* start MATERIAL SUPPLIED *

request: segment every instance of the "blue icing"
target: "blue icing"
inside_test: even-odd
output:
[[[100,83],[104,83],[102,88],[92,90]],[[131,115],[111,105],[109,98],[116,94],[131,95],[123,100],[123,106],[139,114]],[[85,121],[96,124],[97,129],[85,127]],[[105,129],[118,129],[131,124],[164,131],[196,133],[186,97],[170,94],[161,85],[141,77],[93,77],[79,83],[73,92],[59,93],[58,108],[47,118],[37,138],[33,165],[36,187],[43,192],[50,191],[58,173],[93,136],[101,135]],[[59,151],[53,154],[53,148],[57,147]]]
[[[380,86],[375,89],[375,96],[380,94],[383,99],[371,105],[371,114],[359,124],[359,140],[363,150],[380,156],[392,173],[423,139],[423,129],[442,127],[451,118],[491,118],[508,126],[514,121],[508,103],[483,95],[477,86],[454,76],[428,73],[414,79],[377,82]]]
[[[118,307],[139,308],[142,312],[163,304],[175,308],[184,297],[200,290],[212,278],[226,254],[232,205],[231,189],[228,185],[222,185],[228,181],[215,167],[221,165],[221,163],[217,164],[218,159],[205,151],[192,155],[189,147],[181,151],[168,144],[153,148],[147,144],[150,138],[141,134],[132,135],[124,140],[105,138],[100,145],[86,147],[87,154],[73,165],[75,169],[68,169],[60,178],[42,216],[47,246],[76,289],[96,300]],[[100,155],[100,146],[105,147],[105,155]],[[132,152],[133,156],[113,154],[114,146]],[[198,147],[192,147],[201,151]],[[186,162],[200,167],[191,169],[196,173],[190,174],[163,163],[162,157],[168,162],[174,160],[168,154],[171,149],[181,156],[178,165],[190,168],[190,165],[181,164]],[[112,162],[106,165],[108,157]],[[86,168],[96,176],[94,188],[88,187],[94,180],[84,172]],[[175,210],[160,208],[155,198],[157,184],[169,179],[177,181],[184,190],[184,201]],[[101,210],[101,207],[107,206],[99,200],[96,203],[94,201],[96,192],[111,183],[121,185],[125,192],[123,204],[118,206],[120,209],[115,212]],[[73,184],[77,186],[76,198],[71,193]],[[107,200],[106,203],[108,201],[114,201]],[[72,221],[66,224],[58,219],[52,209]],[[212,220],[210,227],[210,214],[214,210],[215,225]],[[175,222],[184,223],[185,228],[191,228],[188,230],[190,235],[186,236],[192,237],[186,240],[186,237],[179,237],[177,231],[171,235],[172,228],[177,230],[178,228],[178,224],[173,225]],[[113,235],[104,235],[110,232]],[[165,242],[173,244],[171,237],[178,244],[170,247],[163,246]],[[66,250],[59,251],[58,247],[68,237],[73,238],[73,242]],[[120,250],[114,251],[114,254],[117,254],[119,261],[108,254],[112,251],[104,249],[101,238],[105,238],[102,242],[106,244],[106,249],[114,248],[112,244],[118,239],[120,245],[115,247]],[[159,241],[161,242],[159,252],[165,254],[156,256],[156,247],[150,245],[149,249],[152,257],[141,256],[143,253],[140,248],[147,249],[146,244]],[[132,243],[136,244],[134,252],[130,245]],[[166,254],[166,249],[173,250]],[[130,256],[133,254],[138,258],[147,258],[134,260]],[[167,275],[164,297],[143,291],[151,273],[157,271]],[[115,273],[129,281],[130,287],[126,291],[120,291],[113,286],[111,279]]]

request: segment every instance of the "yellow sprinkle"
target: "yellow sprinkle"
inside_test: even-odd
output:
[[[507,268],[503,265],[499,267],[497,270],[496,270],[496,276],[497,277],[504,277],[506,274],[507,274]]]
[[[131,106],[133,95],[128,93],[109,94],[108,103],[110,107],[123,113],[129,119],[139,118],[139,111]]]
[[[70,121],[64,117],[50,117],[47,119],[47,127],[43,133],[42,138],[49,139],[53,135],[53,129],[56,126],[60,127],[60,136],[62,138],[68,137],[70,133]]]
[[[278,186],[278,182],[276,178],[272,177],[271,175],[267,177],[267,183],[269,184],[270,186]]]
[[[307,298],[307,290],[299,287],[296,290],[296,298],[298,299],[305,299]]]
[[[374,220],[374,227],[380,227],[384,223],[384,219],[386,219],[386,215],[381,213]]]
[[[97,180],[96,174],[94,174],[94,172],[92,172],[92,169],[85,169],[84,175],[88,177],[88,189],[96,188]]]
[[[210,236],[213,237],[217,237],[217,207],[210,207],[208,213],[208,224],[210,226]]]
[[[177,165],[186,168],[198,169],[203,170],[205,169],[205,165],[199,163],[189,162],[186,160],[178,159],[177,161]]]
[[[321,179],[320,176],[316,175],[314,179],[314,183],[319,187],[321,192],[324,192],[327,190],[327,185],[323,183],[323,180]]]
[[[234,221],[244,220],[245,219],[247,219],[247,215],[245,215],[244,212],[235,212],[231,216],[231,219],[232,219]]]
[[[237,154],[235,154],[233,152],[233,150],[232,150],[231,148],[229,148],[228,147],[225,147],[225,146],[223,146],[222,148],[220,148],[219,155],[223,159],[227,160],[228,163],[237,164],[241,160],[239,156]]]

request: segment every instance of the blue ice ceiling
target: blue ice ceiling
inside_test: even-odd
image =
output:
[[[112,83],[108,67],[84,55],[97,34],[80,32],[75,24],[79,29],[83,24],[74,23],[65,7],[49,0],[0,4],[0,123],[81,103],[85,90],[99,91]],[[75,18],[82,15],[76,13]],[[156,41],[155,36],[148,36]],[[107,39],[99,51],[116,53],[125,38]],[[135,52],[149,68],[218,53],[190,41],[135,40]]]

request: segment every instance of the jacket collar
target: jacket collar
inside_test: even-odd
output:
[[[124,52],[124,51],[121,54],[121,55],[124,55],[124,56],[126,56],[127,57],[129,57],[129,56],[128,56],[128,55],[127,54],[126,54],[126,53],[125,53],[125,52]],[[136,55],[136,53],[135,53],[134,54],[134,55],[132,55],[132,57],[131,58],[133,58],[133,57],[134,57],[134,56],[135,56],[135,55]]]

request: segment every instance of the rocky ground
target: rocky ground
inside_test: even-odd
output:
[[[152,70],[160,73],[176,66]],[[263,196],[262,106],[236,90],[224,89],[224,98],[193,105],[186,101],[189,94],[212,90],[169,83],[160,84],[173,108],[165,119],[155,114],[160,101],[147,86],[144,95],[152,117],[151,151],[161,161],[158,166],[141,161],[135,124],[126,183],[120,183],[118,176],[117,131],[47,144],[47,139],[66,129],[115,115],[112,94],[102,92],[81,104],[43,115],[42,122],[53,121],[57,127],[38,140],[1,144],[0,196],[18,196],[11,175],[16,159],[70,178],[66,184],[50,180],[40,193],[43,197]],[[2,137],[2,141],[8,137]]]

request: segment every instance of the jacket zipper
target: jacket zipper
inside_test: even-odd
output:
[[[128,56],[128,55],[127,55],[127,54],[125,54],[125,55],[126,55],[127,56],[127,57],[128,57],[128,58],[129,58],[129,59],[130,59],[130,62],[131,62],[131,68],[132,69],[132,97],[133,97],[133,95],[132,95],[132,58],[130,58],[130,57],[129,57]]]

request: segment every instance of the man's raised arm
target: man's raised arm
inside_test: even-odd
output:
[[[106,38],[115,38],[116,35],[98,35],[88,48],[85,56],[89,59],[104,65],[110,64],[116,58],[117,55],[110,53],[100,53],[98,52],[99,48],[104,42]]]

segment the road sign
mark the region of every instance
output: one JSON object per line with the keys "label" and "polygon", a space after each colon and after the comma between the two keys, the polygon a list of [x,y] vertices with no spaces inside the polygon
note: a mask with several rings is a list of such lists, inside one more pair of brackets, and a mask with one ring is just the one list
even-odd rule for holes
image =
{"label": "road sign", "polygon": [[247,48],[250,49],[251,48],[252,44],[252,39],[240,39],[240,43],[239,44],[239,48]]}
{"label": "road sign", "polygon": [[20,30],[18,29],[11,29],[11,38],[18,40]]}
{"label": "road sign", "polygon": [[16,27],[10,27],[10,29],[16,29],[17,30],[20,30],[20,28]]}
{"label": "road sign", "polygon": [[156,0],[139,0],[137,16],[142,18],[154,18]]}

* end MATERIAL SUPPLIED *

Render as a numbered list, leaving out blank lines, the part of the entries that opens with the line containing "segment the road sign" and runs through the end of the entries.

1. segment the road sign
2. mark the region of every instance
3. output: one JSON object per line with the keys "label" and "polygon", a space after each colon and after the comma between the two keys, the polygon a list of [x,y] vertices with no spaces inside the polygon
4. note: a mask with several rings is a list of such lists, inside one more pair of brackets, and a mask with one ring is just the one list
5. even-odd rule for holes
6. image =
7. {"label": "road sign", "polygon": [[247,48],[250,49],[251,48],[252,44],[252,39],[240,39],[240,43],[239,44],[239,48]]}
8. {"label": "road sign", "polygon": [[20,30],[18,29],[11,29],[11,38],[18,40]]}
9. {"label": "road sign", "polygon": [[16,27],[10,27],[10,29],[16,29],[17,30],[20,30],[20,28]]}
10. {"label": "road sign", "polygon": [[156,0],[139,0],[137,16],[142,18],[154,18]]}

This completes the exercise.